• **TASK ITEM**:
Repeat exactly, and only, the lines running from the one that holds "point: the rear door in this photo" to the end of the records.

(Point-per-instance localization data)
━━━

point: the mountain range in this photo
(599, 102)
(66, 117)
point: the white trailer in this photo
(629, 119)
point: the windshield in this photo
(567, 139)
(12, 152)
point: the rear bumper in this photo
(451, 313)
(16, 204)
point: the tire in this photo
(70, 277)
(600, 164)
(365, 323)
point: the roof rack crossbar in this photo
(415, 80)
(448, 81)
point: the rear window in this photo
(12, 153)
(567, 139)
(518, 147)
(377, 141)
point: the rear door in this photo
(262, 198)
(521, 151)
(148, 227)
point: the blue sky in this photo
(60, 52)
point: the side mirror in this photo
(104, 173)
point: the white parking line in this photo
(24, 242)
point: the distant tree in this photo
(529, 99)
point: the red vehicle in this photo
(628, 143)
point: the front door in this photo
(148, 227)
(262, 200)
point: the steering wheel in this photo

━━━

• **OUTPUT OF THE EXERCISE**:
point: the rear door in this photo
(262, 198)
(521, 151)
(148, 227)
point: the blue sky in this photo
(60, 52)
point: the side mirror in this photo
(104, 173)
point: the white parking line in this photo
(24, 242)
point: the distant tree in this photo
(529, 99)
point: the red vehicle in this photo
(628, 143)
point: the front door in this photo
(148, 227)
(262, 200)
point: the steering wheel in this photo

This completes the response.